§ Written task: Copy out the lines between the one holding "Note: indicate the rear wire" and the one holding "<point>856,333</point>", inclusive, with nothing changed.

§ Available data:
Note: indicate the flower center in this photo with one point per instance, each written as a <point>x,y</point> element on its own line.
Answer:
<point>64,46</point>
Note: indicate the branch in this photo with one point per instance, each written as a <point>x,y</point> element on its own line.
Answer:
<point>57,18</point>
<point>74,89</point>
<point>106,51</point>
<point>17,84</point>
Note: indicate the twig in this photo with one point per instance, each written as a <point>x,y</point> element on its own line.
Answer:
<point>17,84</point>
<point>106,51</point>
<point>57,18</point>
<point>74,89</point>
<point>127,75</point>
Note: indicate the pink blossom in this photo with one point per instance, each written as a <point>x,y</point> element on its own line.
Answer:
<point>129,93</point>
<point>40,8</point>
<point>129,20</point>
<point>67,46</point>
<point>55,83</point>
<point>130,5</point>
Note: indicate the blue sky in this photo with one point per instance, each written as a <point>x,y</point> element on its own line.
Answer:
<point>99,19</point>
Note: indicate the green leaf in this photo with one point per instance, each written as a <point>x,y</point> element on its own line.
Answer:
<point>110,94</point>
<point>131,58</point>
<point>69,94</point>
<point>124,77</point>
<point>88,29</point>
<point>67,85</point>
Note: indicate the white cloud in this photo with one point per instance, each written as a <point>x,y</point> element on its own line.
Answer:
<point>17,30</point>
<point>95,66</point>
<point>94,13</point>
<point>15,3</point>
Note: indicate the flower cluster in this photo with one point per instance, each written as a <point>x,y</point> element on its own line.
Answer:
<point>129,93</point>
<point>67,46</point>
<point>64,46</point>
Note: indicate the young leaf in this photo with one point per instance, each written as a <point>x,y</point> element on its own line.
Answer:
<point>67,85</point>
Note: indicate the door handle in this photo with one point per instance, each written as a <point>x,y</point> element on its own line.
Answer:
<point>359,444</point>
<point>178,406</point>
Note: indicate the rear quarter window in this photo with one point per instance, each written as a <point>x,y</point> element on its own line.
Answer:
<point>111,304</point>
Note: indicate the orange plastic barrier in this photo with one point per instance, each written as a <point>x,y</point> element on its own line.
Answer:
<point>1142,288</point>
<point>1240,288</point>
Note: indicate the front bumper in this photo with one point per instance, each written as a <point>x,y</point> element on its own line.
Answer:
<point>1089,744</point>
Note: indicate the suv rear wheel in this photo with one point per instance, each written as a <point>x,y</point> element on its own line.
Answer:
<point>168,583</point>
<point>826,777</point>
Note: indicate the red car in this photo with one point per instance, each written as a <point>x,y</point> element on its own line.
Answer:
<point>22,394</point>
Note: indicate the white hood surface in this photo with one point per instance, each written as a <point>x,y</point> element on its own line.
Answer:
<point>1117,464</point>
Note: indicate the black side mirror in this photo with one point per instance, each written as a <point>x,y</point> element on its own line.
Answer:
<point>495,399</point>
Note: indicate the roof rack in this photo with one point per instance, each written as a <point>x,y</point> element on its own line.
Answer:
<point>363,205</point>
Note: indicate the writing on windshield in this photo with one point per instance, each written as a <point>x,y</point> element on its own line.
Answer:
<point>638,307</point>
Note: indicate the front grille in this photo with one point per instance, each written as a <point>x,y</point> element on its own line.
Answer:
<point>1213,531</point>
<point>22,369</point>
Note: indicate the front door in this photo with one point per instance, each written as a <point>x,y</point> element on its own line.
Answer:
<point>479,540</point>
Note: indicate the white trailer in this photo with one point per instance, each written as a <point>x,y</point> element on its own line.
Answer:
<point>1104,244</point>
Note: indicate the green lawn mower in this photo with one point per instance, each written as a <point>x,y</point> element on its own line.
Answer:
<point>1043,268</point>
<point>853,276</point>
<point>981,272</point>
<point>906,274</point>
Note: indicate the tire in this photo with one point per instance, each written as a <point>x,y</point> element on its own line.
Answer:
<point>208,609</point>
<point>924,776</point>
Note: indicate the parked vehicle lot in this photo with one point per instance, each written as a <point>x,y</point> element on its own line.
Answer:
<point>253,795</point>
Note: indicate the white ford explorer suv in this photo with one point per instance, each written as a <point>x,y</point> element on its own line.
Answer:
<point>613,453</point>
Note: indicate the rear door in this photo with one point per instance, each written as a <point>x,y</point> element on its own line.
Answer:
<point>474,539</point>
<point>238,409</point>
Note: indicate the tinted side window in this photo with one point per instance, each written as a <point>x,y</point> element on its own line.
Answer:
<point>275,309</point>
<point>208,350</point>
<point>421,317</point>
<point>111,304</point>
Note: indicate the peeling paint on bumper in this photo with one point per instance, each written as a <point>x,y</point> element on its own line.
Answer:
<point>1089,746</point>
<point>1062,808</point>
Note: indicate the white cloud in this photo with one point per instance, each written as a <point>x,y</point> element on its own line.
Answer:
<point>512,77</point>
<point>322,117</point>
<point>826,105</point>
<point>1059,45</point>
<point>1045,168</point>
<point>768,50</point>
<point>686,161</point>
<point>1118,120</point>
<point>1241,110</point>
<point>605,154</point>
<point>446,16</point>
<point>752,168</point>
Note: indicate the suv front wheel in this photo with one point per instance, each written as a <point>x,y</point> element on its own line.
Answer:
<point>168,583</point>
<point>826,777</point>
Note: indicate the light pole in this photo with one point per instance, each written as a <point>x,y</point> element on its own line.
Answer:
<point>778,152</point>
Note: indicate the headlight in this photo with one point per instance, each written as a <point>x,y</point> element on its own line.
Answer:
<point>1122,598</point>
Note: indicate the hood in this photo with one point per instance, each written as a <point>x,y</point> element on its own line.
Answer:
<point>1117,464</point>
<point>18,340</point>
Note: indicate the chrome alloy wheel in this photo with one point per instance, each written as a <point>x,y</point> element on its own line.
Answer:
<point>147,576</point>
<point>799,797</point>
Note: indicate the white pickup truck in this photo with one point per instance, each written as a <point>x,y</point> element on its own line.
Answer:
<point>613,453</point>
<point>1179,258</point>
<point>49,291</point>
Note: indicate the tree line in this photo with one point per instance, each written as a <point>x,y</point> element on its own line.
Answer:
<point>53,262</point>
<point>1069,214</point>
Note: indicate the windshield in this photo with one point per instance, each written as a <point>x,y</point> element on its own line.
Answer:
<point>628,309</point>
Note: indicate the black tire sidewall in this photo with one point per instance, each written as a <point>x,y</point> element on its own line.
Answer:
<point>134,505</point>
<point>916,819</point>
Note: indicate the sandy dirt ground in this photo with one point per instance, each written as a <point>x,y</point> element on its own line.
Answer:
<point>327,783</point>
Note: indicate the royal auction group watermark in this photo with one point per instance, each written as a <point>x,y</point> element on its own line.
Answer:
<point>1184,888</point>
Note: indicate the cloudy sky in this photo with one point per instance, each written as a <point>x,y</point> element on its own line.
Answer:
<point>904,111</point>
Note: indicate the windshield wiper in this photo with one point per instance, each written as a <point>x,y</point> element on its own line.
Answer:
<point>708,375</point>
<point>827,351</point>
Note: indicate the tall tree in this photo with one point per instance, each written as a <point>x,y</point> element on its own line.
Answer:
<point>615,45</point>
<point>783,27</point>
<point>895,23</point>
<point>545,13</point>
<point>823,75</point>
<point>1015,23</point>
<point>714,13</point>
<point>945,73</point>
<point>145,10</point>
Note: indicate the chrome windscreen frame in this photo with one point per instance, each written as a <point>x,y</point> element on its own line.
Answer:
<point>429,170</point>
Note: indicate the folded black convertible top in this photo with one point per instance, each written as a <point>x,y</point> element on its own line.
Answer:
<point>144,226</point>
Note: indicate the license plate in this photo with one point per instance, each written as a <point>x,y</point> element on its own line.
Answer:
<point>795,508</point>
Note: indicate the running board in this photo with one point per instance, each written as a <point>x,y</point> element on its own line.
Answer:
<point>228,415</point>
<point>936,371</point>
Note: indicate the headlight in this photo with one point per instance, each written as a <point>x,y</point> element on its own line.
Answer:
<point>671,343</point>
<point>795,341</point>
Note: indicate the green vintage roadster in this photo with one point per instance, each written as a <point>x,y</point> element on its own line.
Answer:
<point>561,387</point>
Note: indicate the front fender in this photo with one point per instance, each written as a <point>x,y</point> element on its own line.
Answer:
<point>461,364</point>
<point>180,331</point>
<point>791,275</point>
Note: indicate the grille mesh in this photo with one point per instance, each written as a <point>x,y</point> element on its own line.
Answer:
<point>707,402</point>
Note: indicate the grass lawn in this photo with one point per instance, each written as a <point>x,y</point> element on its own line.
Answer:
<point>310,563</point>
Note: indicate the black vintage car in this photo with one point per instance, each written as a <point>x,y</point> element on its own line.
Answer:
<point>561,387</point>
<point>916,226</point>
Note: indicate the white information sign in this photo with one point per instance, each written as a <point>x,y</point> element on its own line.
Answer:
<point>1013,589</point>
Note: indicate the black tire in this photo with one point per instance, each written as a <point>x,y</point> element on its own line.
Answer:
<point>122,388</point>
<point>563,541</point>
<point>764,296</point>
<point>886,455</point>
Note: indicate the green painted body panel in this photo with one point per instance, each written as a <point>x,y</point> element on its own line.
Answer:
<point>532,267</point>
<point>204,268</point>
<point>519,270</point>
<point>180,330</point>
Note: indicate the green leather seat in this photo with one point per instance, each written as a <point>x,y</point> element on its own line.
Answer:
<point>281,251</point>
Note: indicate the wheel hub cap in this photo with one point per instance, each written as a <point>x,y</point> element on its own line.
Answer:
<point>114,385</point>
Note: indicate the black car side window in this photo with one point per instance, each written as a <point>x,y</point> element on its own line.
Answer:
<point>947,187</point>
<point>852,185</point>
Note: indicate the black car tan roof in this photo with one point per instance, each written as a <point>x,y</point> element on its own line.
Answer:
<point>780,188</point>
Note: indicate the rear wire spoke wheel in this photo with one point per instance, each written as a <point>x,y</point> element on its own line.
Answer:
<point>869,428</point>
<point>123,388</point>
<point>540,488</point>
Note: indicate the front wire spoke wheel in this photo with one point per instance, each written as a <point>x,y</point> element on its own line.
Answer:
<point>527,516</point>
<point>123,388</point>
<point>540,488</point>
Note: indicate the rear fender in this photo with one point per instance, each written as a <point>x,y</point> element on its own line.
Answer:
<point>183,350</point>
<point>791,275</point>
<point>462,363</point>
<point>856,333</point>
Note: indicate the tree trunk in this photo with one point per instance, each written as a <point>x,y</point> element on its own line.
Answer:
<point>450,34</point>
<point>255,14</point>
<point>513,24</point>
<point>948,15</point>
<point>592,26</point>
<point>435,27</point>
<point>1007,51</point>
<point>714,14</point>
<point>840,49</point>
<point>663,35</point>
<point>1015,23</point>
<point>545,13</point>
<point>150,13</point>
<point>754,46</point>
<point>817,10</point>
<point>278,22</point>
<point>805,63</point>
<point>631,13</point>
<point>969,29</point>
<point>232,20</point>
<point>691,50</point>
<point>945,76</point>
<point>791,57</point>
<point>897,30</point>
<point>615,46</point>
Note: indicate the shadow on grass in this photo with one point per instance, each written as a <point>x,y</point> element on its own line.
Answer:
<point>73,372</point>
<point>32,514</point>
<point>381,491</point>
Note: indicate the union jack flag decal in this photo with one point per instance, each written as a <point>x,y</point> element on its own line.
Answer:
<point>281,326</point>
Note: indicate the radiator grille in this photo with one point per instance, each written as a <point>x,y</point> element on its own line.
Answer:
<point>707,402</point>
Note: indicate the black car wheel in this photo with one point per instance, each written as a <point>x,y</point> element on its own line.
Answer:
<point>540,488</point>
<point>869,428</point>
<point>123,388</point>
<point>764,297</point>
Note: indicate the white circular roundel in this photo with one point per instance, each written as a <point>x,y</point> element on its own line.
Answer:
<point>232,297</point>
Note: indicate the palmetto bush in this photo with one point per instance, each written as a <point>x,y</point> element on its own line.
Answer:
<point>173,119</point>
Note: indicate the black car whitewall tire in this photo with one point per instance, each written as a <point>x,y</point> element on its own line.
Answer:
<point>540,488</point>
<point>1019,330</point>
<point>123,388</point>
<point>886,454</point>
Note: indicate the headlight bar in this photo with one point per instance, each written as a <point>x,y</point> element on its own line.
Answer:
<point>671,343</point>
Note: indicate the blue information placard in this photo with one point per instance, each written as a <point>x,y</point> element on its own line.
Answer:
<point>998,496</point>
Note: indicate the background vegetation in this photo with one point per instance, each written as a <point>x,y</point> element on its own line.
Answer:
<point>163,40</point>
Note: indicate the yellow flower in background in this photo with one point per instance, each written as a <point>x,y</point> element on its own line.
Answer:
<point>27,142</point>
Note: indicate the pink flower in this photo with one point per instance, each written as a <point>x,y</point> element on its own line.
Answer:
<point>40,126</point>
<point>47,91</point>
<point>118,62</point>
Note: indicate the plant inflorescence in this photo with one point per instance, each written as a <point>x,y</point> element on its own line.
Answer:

§ Answer to this task:
Note: indicate the rear wire spoke wheel in this photo with one point per instance, each written as a <point>x,y</point> element on its own line.
Answer:
<point>869,428</point>
<point>123,388</point>
<point>540,488</point>
Note: indicate the front wire spoke wheel in this photo with one point per instance, each written as a <point>x,y</point> element on its own line.
Answer:
<point>527,516</point>
<point>123,388</point>
<point>540,488</point>
Note: indicate the rear fender in this photo with one point per instance, each written as a <point>x,y</point> element on its own line.
Answer:
<point>183,350</point>
<point>791,275</point>
<point>462,363</point>
<point>856,333</point>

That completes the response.